- _WHAT YOU ARE ASKED TO DO_: Each record, minus any picture, should be returned exactly as written.

[Collected data entries]
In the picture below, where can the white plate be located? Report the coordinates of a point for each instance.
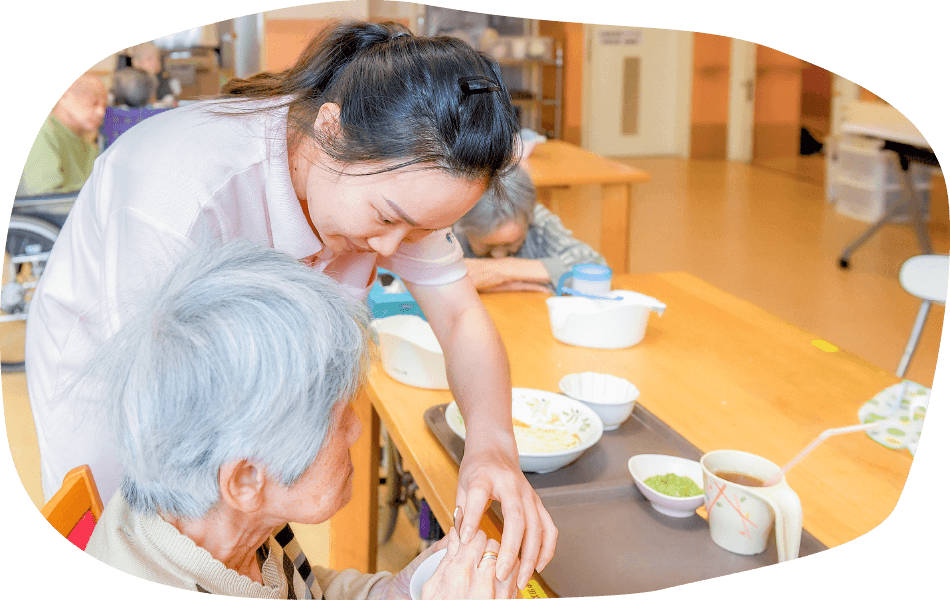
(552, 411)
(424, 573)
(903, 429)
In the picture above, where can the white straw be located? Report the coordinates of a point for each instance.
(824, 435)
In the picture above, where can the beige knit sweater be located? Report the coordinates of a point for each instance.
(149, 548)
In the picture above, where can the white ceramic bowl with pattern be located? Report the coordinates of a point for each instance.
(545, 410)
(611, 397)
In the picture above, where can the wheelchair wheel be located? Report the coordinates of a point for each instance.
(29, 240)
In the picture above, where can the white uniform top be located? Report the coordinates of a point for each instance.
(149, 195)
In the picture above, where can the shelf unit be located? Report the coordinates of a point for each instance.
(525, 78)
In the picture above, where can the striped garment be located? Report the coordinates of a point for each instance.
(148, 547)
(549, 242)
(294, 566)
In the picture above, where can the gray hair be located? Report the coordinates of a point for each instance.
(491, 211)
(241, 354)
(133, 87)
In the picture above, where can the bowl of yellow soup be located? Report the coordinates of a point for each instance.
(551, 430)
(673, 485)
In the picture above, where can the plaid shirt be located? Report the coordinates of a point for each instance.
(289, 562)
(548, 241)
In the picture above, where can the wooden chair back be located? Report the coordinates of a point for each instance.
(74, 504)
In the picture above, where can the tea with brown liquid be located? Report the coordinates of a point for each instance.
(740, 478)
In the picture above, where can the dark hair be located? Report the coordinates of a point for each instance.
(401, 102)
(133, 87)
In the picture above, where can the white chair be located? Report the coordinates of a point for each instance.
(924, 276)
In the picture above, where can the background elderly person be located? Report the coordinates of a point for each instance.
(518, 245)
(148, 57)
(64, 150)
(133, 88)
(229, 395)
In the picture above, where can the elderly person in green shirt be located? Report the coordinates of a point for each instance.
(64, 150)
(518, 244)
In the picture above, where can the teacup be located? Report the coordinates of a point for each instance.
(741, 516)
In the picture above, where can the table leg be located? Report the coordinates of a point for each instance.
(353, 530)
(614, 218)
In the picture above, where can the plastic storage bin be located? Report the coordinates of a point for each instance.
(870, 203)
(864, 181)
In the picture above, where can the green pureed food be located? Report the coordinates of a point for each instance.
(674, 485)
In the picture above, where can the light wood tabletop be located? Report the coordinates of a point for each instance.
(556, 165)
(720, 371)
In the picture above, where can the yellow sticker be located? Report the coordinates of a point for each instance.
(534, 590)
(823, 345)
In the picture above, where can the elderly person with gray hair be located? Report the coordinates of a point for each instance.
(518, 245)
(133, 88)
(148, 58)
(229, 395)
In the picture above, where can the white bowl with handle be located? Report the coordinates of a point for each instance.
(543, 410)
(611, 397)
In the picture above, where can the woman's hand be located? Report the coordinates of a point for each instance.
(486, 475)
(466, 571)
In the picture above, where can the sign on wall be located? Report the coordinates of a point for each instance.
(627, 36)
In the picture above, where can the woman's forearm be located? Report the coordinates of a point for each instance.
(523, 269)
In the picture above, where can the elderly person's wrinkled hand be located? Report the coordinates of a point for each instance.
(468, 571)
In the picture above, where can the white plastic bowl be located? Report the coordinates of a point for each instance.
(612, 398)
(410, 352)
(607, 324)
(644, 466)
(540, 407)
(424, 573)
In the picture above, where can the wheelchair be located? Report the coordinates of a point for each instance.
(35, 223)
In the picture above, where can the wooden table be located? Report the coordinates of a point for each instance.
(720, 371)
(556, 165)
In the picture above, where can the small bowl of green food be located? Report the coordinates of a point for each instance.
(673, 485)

- _EXERCISE ANSWER_:
In the picture below, where can the white plate be located? Report the coordinates of a point for each instance.
(552, 411)
(424, 573)
(903, 429)
In the picture above, where can the white straw be located? Report the coordinates of a point for each instance.
(824, 435)
In the picture above, where can the beige knit sweater be located? Report the coordinates of a point for each instance.
(149, 548)
In the picture above, where can the white ceramic bowl with pattern be located? Report the coordinates of a point for each instance.
(545, 410)
(611, 397)
In the picture above, where can the wheelchair wheel be located? Report the coordinates of a point for each instance.
(29, 240)
In the picture above, where can the white uniform top be located? Report the coordinates of a point for each instance.
(149, 195)
In the picture above, where can the shelf unit be located? Report the coordinates of a point for each instance.
(525, 78)
In the picture above, where can the striped garment be located? Report the coordinates of a point for each instance.
(148, 547)
(549, 242)
(294, 566)
In the picture above, where can the gray hair be located? Report the coordinates of a point for each instance.
(491, 211)
(241, 354)
(133, 87)
In the picture above, where can the bowl of yellow soup be located? Report the coordinates of a point for each instance.
(551, 430)
(673, 485)
In the picture above, where can the plaid shirt be located? Report the coordinates of a point for each instance.
(289, 562)
(548, 241)
In the picture above, where can the wooden chair back be located? Report the coordinates of a point for each instance.
(74, 504)
In the picture above, where can the tea with brown liquid be located? Report the coordinates of a point for each instance.
(740, 478)
In the picture above, where can the dark hair be located? Report the coordinates of a point for each instance.
(401, 102)
(133, 87)
In the picture above, where can the white chair be located? Report the coordinates of a point for each instance.
(924, 276)
In the picture above, where can the background elderly person be located? Report the coordinates of a point for each instance.
(518, 245)
(148, 57)
(64, 150)
(133, 88)
(229, 395)
In the picture above, where can the elderly person in green shirt be located? Report the coordinates of a point for each instance.
(64, 150)
(518, 244)
In the picture above, where can the teacup be located? Report the coordinates of a point for each instance.
(741, 516)
In the picture above, where can the table leg be located? Report the coordinates of a point for each instance.
(353, 530)
(614, 218)
In the picture above, where can the plastic storage bin be located? Report the coordinates of a point for each instance.
(870, 203)
(864, 181)
In the picture above, where can the green pureed food be located? Report the coordinates of a point for each instance.
(674, 485)
In the picture above, where can the light wood tabletop be located? Report the coordinates of a point for each instance.
(556, 165)
(720, 371)
In the picture above, where can the yellow sticker be located? Report the coordinates of a point for each instance.
(534, 590)
(823, 345)
In the picture above, where can the elderly person with gray hair be located? Report the coordinates of a point for each instance.
(518, 245)
(133, 88)
(148, 58)
(229, 395)
In the picture above, where can the white bowl with handle be located? Report the coordinates of a point for each instance.
(543, 410)
(611, 397)
In the picture above, where can the woman's hand be located? Report the coordinates of a point for each instance.
(486, 475)
(466, 571)
In the picture above, where can the sign on wall be located? Report the coordinates of a point for each instance.
(627, 36)
In the picture above, where can the woman's forearm be located? Report the coordinates of a point for each instance.
(523, 269)
In the picture above, where can the elderly person's wrinkled hand be located? Report the coordinates of a point for each instance.
(468, 571)
In the picture above, where can the white plastic bowl be located? Report the coordinates of a point for each instance.
(612, 398)
(410, 352)
(607, 324)
(644, 466)
(540, 407)
(424, 573)
In the picture above, where can the wheelchair be located? Report the coordinates of a point for each instance.
(35, 223)
In the picture above, where can the wooden table be located? Report the coordinates of a point for each instance.
(720, 371)
(556, 165)
In the picture above, where can the small bowl of green food be located? Report the coordinates of a point for each instance.
(673, 485)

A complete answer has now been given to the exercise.